• [Çözülecek Görev]: Aşağıdaki metin parçasında "Sonra zaman geçtikçe" sözleriyle başlayan ve "sayacak şeyler çoğaldı." sözleriyle biten bölümü, bu son sözler de dahil olmak üzere, hiçbir değişiklik yapmadan yazdırın.

• [Metin Parçası]:
* * * * * * * * *
Biz ne uğruna yaşadık! / Sümeyye Yıldırım

Bunca zaman nice toplumlar gelip geçti şu fani olan dünyadan. Her biri ayrı zamanın ayrı insanları olarak yaşadı. Milyonlarca insan yeryüzünde hep bir şeyler yapma arzusu içinde oldu.

Biz ne uğruna yaşadık! / Sümeyye Yıldırım

Bunca zaman nice toplumlar gelip geçti şu fani olan dünyadan. Her biri ayrı zamanın ayrı insanları olarak yaşadı. Milyonlarca insan yeryüzünde hep bir şeyler yapma arzusu içinde oldu.

Sonra zaman geçtikçe insan ilerledi, ürettikçe üretti. Evler binalar yaptı, yeryüzü ve gökyüzü araçları üretti. Fabrikalar büyüdükçe büyüdü. Kitaplar çoğaldı, bilgi arttı, insan aklı ile makina gücü akıl almaz bir ilerleme katetti. Bunun gibi nice sayacak şeyler çoğaldı.

İşin garip kısmı kimi insanlar geldi ne üretici oldu, ne bu dünyaya bir şeyler sundu, nede inanç üzere bir yaşam sürdü. Boş gelip boş gitti. Ve yine öyle insanlar da geldi ki “ilim ve bilim”e mükemmel katkıları oldu, insanlık onlara ‘bir teşekkür’ borçlu kaldı. Bize örnek olması hasebiyle hem dünyası ile bende inancı gereği yürekler de iz bırakan ilim ve bilim insanı Fahrettin er-Razi ’den bahsetmek istiyorum.

Kuzey İran’daki Rey şehrinde Hicri 543/ miladi 1149 tarihinde Taberistanlı alim bir aileden dünyaya gelmiştir. Babası Rey’de meşhur bir alimdi ve Fahrettin Razi’nin ilk hocası da babası olmuştur.
* * * * * * * * *
• [Ham Veri]:
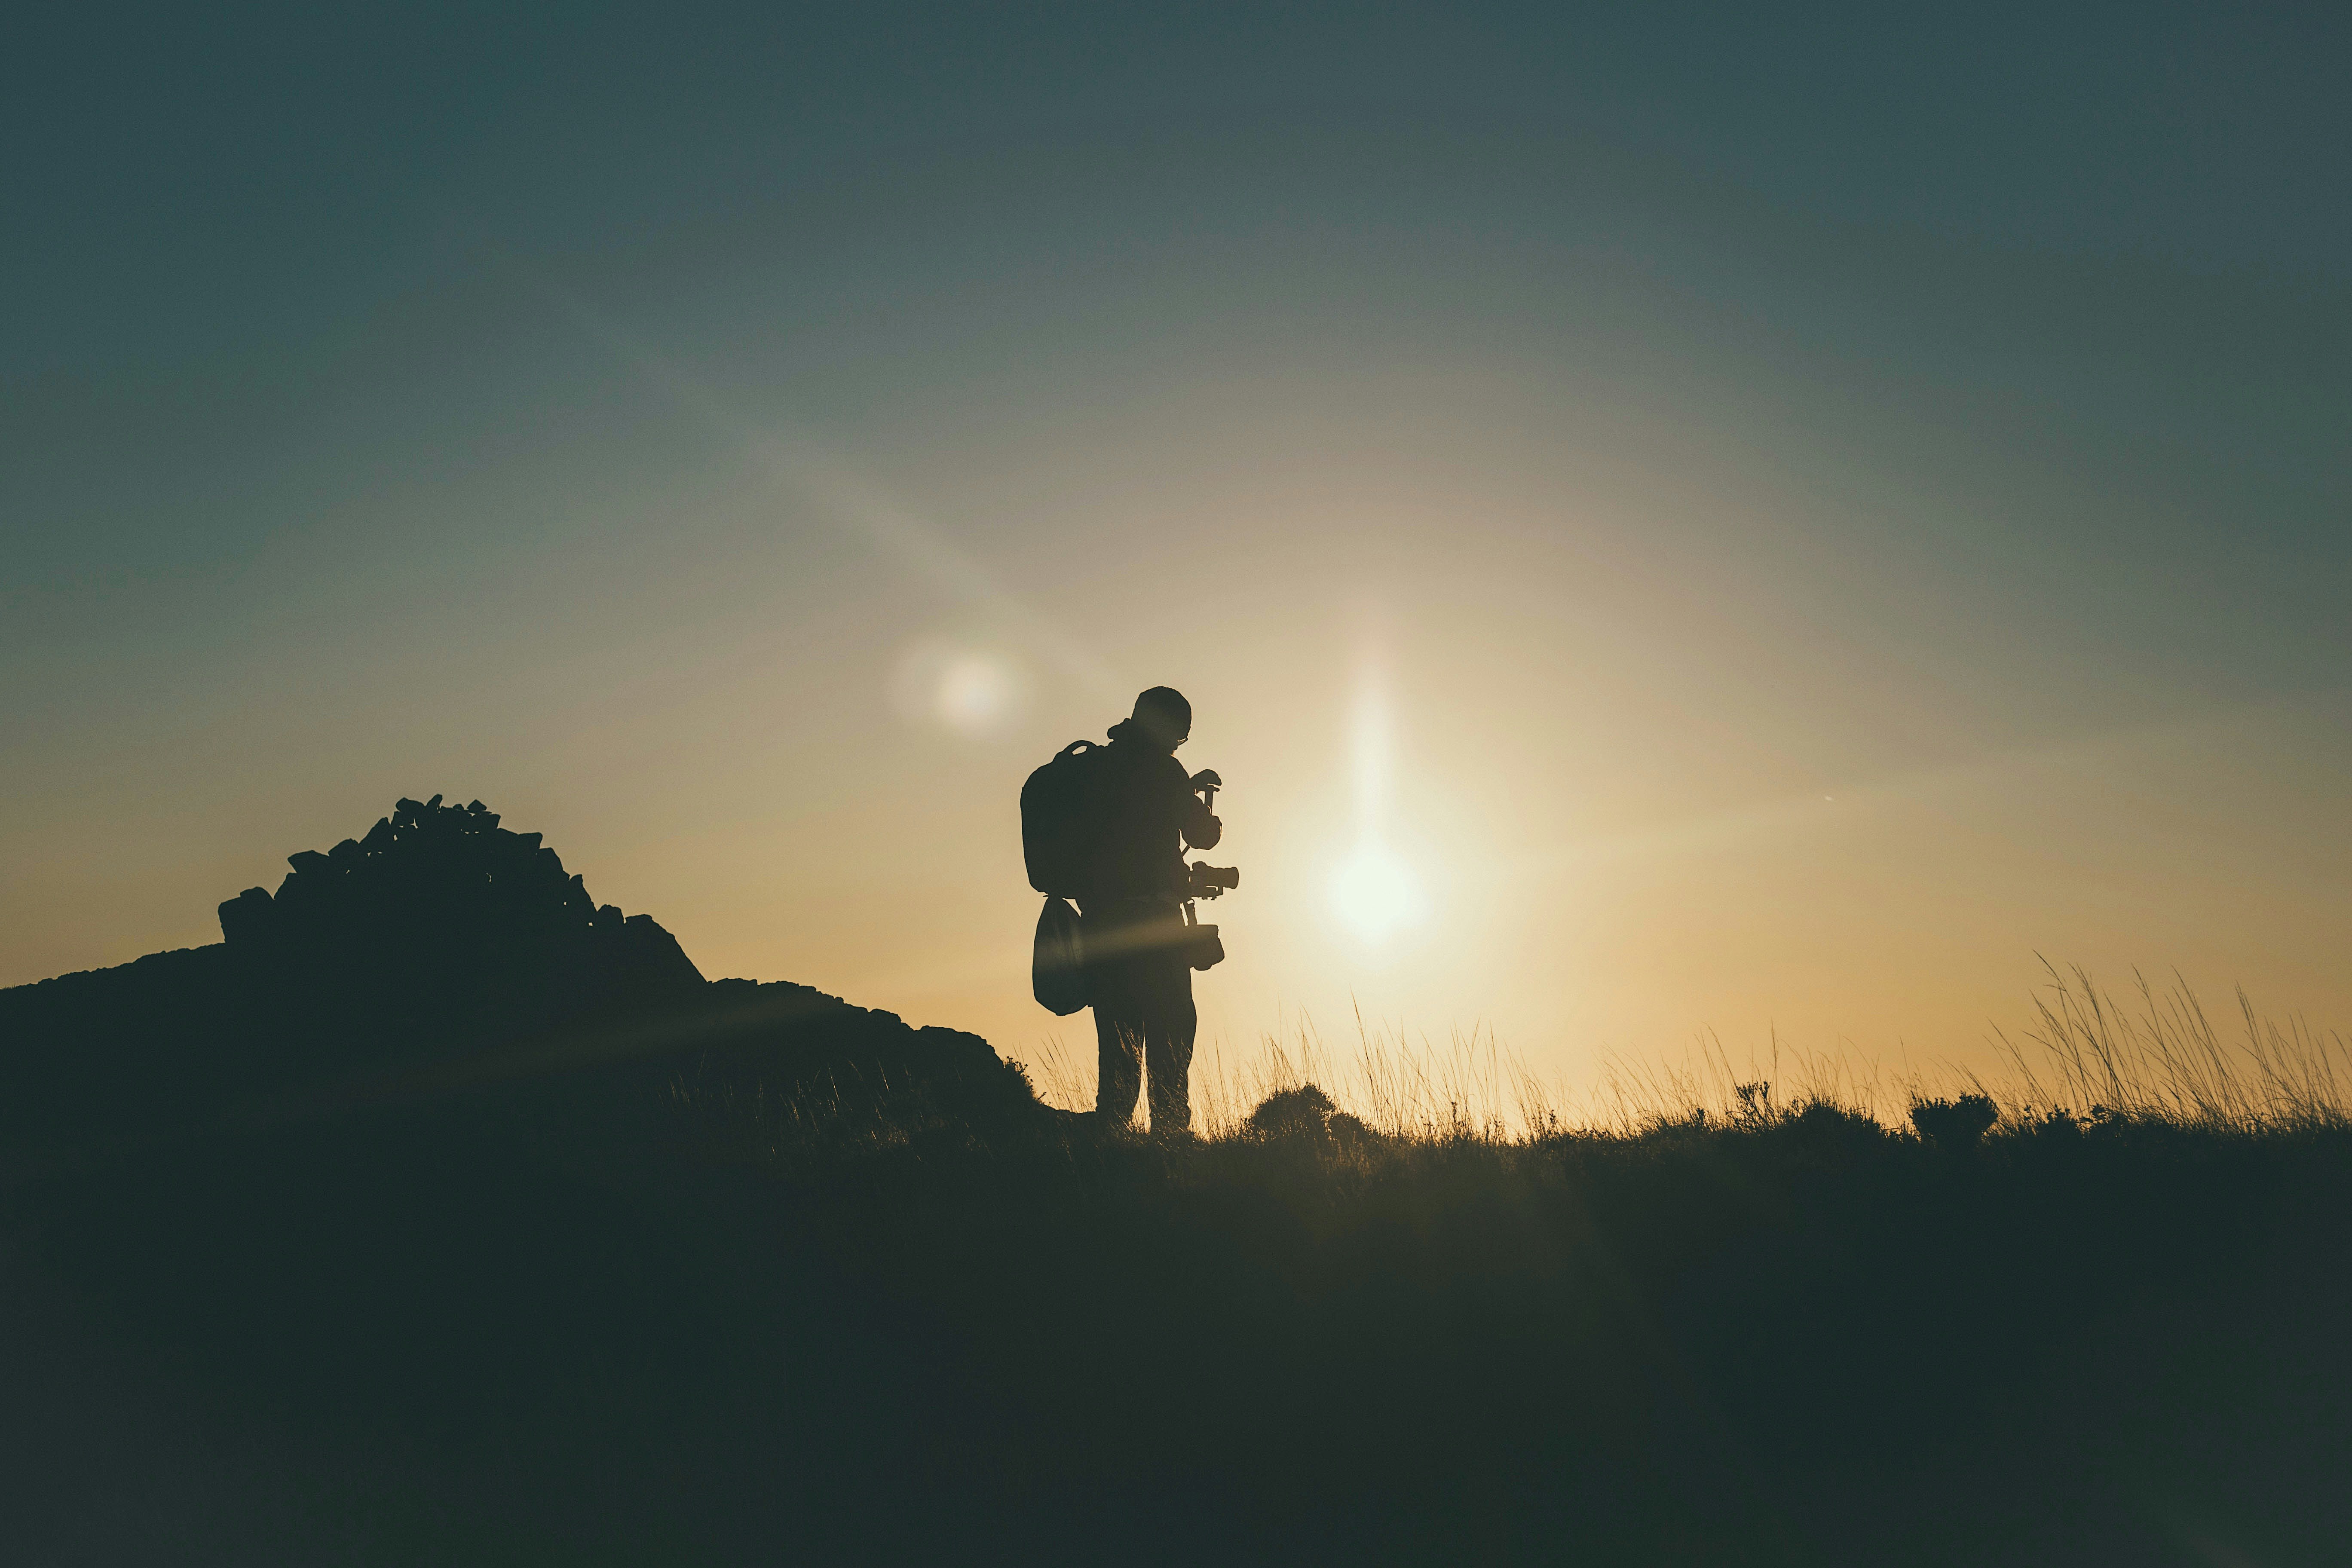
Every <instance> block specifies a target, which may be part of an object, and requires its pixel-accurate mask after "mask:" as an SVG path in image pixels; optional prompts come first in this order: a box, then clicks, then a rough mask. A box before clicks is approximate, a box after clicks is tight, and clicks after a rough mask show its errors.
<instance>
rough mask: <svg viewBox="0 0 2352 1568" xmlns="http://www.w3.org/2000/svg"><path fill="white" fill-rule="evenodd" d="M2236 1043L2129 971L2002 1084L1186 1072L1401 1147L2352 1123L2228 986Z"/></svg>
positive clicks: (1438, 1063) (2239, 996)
* * * * * * * * *
• [Beklenen Yanıt]:
Sonra zaman geçtikçe insan ilerledi, ürettikçe üretti. Evler binalar yaptı, yeryüzü ve gökyüzü araçları üretti. Fabrikalar büyüdükçe büyüdü. Kitaplar çoğaldı, bilgi arttı, insan aklı ile makina gücü akıl almaz bir ilerleme katetti. Bunun gibi nice sayacak şeyler çoğaldı.